== Registros fornecidos ==

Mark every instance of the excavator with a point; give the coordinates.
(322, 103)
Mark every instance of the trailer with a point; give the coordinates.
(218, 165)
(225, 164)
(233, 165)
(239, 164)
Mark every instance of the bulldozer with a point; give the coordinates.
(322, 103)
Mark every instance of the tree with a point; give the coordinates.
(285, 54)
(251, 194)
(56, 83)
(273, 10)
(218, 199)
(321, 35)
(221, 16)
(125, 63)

===
== Registros fornecidos ==

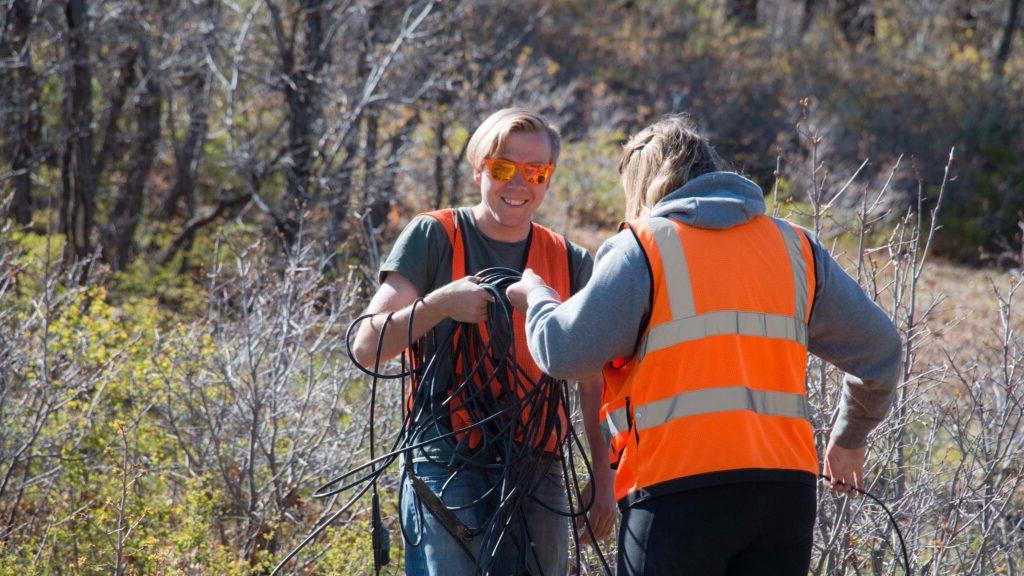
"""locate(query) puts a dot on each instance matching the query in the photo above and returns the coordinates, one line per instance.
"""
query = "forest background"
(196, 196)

===
== Registros fornecidos ==

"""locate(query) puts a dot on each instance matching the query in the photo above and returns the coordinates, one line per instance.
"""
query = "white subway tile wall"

===

• **Exercício escrito**
Extraia dos registros acima cada linha em que apareça a palavra "give".

• **Resposta**
Mark every instance of the excavator with a point; give the coordinates.
Mark every instance of the trailer with a point; give the coordinates.
Mark every instance of the bulldozer with a point; give the coordinates.
Mark every instance of the tree with a point; give the coordinates.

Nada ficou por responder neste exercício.